> Records for this task:
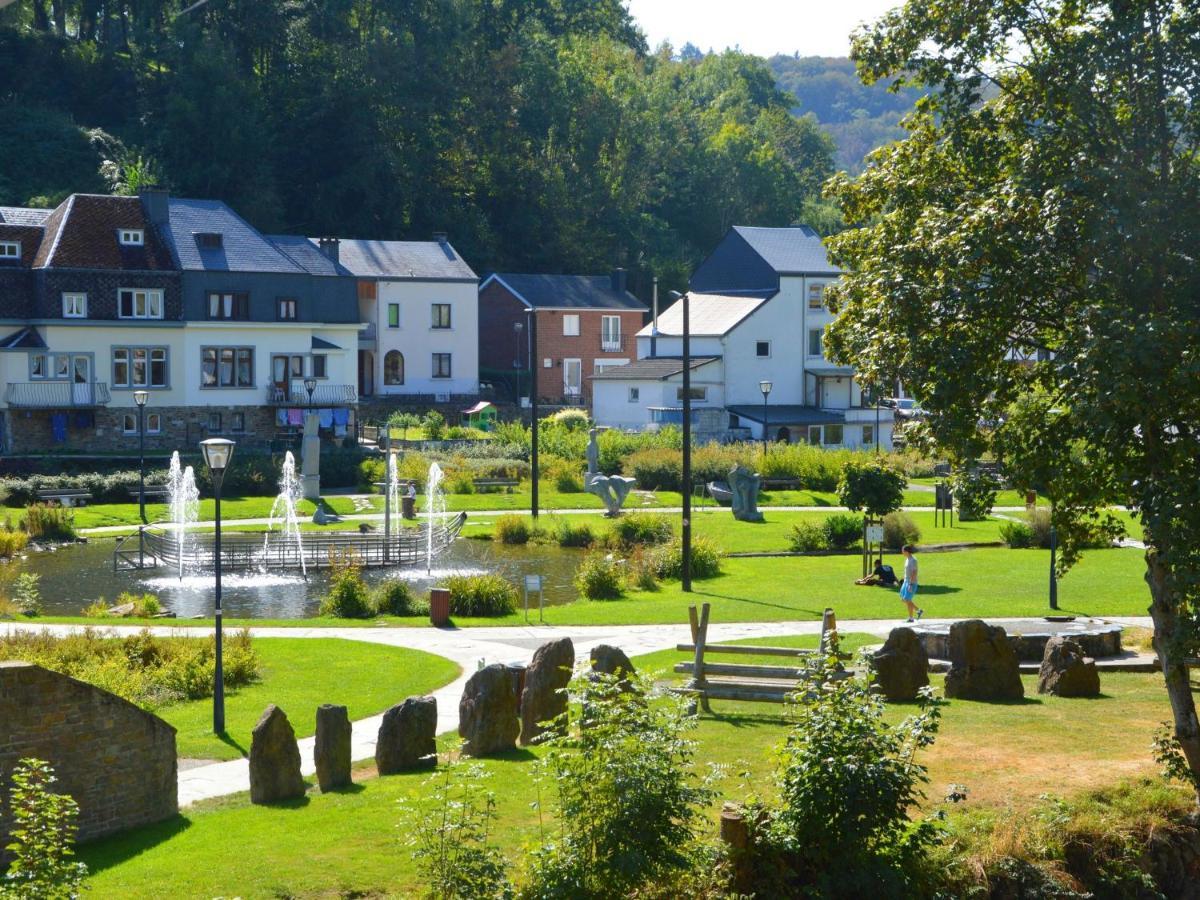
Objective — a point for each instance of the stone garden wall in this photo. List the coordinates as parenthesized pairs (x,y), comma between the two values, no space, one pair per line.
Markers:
(115,760)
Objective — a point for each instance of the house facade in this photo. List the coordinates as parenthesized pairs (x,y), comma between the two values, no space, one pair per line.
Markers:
(585,325)
(757,305)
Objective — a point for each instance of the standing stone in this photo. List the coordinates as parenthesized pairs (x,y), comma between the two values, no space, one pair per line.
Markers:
(487,712)
(1066,671)
(274,760)
(983,663)
(901,667)
(407,737)
(543,697)
(333,750)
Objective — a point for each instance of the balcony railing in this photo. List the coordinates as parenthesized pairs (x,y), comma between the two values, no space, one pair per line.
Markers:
(57,395)
(324,395)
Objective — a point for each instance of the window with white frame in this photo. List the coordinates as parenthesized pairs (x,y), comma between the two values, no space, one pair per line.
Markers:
(138,304)
(75,306)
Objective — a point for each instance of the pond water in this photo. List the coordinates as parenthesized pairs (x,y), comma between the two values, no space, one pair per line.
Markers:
(76,575)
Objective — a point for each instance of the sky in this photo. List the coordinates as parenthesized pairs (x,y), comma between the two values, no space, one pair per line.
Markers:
(814,28)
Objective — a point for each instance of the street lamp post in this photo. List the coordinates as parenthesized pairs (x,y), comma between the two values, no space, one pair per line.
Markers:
(217,453)
(141,399)
(765,387)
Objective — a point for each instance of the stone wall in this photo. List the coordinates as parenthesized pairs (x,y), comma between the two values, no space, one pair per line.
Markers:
(115,760)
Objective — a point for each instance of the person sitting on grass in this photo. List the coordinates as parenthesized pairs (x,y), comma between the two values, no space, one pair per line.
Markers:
(909,588)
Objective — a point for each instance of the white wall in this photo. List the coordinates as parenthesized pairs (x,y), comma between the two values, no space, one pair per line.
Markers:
(419,341)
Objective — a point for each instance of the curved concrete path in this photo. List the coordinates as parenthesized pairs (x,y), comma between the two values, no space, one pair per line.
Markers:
(471,648)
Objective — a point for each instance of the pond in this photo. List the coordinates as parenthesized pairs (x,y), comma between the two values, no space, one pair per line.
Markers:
(73,576)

> Description of the task: Count the lines of the data that hold the word "wall". Report the count and nothing more.

> Solution to this problem: 3